Please print each record exactly, omitting none of them.
SUPPLIED MATERIAL Block Start
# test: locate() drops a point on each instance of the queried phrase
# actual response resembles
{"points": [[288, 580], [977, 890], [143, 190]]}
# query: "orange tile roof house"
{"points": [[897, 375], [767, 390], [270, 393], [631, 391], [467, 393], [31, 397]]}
SUPPLIED MATERIAL Block End
## RESPONSE
# test: locate() drops a point on each instance of the queried phrase
# actual response resembles
{"points": [[288, 580], [977, 890], [143, 190]]}
# query: "orange tile roof house"
{"points": [[897, 375], [767, 390], [270, 393], [631, 391], [467, 393], [31, 397]]}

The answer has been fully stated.